#### [INSTRUCTIONS TO FOLLOW]
Return every line of the data that contains the string "below".

#### [STORED DATA]
··········

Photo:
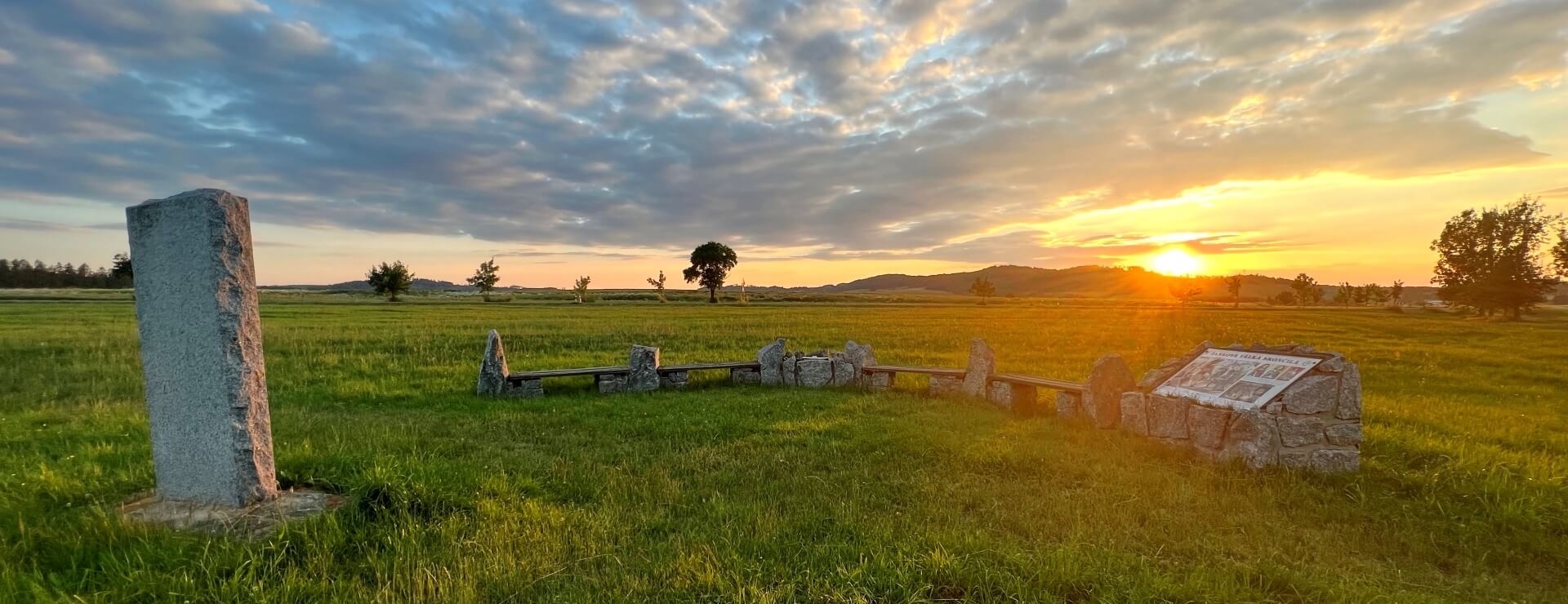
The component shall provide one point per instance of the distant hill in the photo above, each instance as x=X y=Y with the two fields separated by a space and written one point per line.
x=363 y=286
x=1087 y=282
x=1106 y=282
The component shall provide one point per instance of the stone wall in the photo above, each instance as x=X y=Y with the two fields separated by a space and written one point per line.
x=1314 y=424
x=816 y=369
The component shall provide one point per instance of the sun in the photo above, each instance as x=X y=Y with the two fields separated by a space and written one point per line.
x=1176 y=262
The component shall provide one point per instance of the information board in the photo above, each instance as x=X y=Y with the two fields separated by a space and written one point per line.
x=1236 y=379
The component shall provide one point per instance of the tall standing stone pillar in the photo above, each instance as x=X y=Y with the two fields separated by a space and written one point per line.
x=201 y=349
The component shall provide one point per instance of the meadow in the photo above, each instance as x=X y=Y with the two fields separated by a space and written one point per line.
x=750 y=495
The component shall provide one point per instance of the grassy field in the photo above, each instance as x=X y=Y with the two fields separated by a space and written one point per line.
x=746 y=495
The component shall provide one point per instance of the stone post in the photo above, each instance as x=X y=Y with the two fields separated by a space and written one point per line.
x=645 y=369
x=201 y=349
x=982 y=366
x=772 y=362
x=492 y=369
x=1107 y=382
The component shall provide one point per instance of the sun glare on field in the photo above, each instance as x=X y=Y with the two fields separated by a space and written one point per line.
x=1176 y=262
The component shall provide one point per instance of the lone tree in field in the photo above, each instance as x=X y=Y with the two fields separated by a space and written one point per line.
x=391 y=280
x=983 y=289
x=1186 y=294
x=710 y=264
x=1561 y=253
x=1235 y=286
x=122 y=267
x=1305 y=291
x=1377 y=295
x=659 y=286
x=485 y=278
x=1490 y=261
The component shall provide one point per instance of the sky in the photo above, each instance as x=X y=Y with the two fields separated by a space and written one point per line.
x=823 y=140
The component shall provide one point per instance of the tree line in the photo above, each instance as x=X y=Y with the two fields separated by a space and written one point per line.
x=37 y=273
x=1491 y=261
x=710 y=265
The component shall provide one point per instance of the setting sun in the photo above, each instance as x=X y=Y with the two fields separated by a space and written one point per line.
x=1176 y=261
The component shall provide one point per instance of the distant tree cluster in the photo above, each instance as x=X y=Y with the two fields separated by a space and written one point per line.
x=37 y=273
x=1494 y=261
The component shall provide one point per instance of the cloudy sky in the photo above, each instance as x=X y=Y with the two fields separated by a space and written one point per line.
x=822 y=140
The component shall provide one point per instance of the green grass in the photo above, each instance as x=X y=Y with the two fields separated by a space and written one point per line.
x=746 y=495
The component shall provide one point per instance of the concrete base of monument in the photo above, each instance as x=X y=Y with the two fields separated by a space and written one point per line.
x=252 y=522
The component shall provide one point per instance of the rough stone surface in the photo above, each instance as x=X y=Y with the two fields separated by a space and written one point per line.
x=1349 y=393
x=844 y=371
x=1312 y=394
x=862 y=357
x=1295 y=459
x=492 y=369
x=1252 y=438
x=535 y=388
x=201 y=349
x=645 y=369
x=772 y=362
x=1206 y=425
x=1134 y=413
x=745 y=375
x=787 y=371
x=1336 y=460
x=1000 y=394
x=675 y=380
x=944 y=386
x=1070 y=403
x=980 y=369
x=1167 y=418
x=253 y=522
x=1024 y=399
x=814 y=371
x=608 y=383
x=1344 y=435
x=1107 y=382
x=1300 y=432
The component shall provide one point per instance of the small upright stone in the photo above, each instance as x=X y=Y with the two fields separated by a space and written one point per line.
x=1107 y=382
x=982 y=366
x=1134 y=413
x=860 y=357
x=645 y=369
x=201 y=349
x=814 y=371
x=772 y=362
x=492 y=369
x=844 y=371
x=1349 y=393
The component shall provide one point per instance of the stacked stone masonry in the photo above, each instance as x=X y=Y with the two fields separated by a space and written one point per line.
x=1314 y=424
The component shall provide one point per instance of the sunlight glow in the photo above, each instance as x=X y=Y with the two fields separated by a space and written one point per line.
x=1176 y=262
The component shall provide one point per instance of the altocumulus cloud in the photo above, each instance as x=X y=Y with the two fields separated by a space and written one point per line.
x=852 y=129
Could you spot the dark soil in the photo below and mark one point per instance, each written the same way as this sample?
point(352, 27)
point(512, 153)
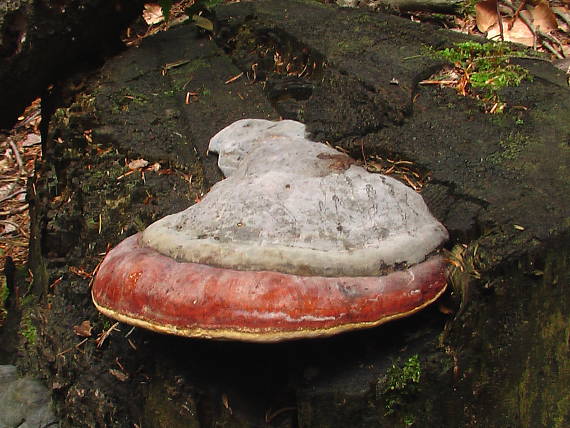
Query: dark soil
point(499, 183)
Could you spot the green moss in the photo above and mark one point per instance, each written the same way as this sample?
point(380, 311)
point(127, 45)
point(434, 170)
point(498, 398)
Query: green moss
point(4, 293)
point(28, 329)
point(487, 67)
point(398, 387)
point(511, 148)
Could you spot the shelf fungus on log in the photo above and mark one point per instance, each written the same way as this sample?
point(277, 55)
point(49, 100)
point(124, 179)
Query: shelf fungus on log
point(298, 241)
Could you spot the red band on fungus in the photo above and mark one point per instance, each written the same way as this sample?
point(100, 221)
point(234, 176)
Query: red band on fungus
point(138, 285)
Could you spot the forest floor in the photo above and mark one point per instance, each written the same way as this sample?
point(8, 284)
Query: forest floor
point(20, 147)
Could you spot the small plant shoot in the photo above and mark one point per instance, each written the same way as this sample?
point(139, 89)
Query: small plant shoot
point(485, 67)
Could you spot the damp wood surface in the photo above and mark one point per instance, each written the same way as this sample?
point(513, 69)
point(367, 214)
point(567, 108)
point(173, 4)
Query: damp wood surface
point(499, 183)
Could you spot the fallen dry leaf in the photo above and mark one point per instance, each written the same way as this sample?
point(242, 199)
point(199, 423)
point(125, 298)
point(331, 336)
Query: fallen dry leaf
point(544, 17)
point(84, 329)
point(518, 33)
point(486, 15)
point(119, 374)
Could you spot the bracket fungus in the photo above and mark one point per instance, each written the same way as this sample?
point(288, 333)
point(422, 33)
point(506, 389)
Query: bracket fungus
point(298, 241)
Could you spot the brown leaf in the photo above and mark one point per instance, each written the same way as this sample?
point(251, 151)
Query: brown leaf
point(119, 374)
point(544, 17)
point(84, 329)
point(519, 33)
point(486, 14)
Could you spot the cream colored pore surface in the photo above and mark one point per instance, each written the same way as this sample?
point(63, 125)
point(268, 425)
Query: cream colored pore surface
point(291, 205)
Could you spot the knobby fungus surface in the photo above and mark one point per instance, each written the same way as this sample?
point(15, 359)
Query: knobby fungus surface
point(298, 241)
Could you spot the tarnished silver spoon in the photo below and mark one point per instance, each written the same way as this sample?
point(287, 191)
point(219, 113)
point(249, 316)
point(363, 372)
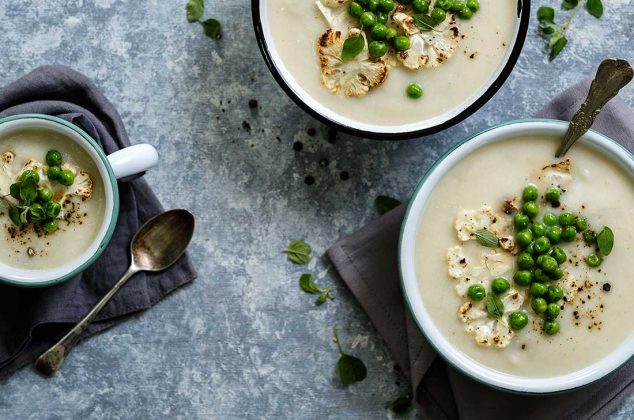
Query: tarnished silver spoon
point(159, 243)
point(612, 75)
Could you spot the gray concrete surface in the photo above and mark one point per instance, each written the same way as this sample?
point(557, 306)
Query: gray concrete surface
point(243, 341)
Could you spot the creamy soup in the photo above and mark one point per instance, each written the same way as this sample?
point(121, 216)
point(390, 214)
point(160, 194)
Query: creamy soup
point(83, 203)
point(595, 313)
point(481, 44)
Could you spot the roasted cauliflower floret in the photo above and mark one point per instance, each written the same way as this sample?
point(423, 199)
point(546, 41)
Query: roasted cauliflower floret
point(427, 49)
point(488, 331)
point(354, 77)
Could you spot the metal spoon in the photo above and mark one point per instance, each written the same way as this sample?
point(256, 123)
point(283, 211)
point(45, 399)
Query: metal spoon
point(159, 243)
point(611, 76)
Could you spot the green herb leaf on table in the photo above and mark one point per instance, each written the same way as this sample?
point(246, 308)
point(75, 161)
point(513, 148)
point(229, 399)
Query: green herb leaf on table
point(211, 28)
point(401, 405)
point(605, 240)
point(298, 252)
point(486, 238)
point(352, 47)
point(349, 368)
point(194, 9)
point(495, 307)
point(384, 203)
point(595, 8)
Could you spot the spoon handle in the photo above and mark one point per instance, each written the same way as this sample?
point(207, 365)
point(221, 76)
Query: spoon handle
point(52, 359)
point(611, 76)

··········

#### [EXERCISE SOLUTION]
Could you spot the dark soil in the photo below and mark one point per instance, each written the same way as this sample?
Could you spot the tarnished silver spoon in the photo below and mark one point per instance, each written the same way as this sample?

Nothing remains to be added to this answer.